--- Teks yang Ditampilkan ---

Jakarta - Senator asal Kalimantan Tengah, Agustin Teras Narang menyebut, sejauh ini di Dewan Perwakilan Daerah Republik Indonesia (DPD RI), belum ada pembahasan atau usulan untuk membahas perubahan UUD 1945, terutama dalam urusan masa jabatan presiden.
Hal itu diungkapnya saat mengikuti kegiatan Dialog Kebangsaan Seri 2 bertema ‘Kudeta Konstitusi: Indonesia Menuju Negara Diktator’.
Kegiatan diselenggarakan oleh DPP Partisipasi Kristen Indonesia (Parkindo) Masa Pelayanan 2021-2026 secara virtual, pada Selasa, 8 Maret 2022 lalu.
“Yang ada, beberapa kawan sesama anggota DPD, bisik-bisik di luar, mengenai masa jabatan presiden ini. Dan yang saya tangkap, teman-teman itu tidak setuju dengan perubahan masa jabatan atau pun perpanjangan masa jabatan Presiden itu,” tutur Teras Narang.
Mantan Gubernur Kalimantan Tengah dua periode ini menyebut, dalam melakukan perubahan UUD 1945, ada mekanisme panjang yang harus diikuti. Setiap anggota DPR bersama anggota DPD untuk MPR, juga dihitung dalam pengusulan perubahan UUD 1945.
Baca juga: Menteri Bahlil ke GAMKI-GMKI: Ada Sejarah Indonesia Memajukan dan Memundurkan Pemilu
“Itupun belum tentu usulan akan disetujui untuk melakukan pembahasan. Mesti jelas data, fakta dan juga prosesnya. Nah, kami di DPD belum ada membahas soal itu. Mungkin nanti dalam rapat DPD akan coba ditanyakan,” tutur Teras Narang.

--- Daftar Baris ---

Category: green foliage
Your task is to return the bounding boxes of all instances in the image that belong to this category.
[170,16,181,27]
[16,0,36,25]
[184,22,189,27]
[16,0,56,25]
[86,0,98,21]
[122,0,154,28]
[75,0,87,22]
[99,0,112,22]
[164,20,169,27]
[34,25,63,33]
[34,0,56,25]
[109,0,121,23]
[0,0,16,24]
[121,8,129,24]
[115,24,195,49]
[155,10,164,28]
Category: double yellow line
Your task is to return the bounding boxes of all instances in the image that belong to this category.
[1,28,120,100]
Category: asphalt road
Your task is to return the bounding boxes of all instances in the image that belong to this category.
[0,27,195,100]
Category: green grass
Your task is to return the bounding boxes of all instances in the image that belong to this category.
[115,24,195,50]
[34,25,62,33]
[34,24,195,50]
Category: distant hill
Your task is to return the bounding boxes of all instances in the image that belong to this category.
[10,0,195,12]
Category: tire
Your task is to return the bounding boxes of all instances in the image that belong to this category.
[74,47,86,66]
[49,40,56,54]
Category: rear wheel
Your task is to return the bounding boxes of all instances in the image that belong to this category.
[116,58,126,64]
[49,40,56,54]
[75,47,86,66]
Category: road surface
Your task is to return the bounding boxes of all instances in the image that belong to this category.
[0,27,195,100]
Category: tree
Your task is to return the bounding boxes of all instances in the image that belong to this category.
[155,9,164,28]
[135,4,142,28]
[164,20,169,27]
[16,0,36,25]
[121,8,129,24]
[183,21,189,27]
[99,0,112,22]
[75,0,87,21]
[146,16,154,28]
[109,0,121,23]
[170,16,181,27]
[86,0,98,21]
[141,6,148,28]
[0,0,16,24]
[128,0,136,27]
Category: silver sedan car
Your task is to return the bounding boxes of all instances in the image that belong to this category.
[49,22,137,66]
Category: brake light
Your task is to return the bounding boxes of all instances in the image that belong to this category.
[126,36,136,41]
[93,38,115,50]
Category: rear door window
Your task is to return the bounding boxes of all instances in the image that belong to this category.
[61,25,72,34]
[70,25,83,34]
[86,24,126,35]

---

## Soal yang Dikerjakan
Salinlah bagian berita tentang masa jabatan presiden di atas dari "Jakarta - Senator" hingga "Menuju Negara Diktator’." tanpa mengubah satu kata pun.

## Hasil di Bawah
Jakarta - Senator asal Kalimantan Tengah, Agustin Teras Narang menyebut, sejauh ini di Dewan Perwakilan Daerah Republik Indonesia (DPD RI), belum ada pembahasan atau usulan untuk membahas perubahan UUD 1945, terutama dalam urusan masa jabatan presiden.
Hal itu diungkapnya saat mengikuti kegiatan Dialog Kebangsaan Seri 2 bertema ‘Kudeta Konstitusi: Indonesia Menuju Negara Diktator’.